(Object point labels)
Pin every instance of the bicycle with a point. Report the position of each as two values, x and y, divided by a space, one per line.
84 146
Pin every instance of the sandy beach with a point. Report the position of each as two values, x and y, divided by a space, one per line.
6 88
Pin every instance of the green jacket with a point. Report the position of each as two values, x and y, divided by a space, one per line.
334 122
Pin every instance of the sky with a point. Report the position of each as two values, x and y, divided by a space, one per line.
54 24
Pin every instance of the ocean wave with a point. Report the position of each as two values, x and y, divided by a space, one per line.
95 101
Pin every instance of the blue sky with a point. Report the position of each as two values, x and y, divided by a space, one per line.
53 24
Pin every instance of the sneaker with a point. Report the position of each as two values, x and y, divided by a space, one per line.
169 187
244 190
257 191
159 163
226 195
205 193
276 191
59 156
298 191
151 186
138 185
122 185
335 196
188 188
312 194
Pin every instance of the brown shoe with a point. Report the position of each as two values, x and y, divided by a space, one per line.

» **Task**: Render all of the data above as a numbered list, leaving out any blank lines.

» **Output for this task**:
1. Pin every instance of the bicycle with a point. Report the position of each as two values, x and y, divided by a space, one per line.
2. 84 146
3. Pin every instance of the sandy beach with a point. Report the position of each as two values, x and y, divided by a space, one per line.
4. 6 88
5. Pin every instance of the green jacket with a point. Report the position of each as two values, x and y, divided by a space, one per line.
6. 334 122
7. Pin every instance of the sky with a point. Report the position of each as two values, x and y, divided by a space, one per line.
8. 54 24
9. Pin every instance of the ocean wave with a point. Report the position of each as two values, x and y, divided by a space, one per line.
10. 95 101
11. Pin every instance of the blue sky with a point. Report the position of each as two values, x and y, divided by a space, one per line.
12. 53 24
13. Pin every instance of the sneaker with a point. Report the position of each as two values, x and y, divided by a space, one per line.
14. 169 187
15. 244 190
16. 257 191
17. 159 163
18. 226 195
19. 205 193
20. 276 191
21. 59 156
22. 298 191
23. 151 186
24. 138 185
25. 122 185
26. 335 196
27. 188 188
28. 312 194
29. Pin every instance of the brown shoe with a point. Report the position of each as two values, x and y, divided by a space, one per line.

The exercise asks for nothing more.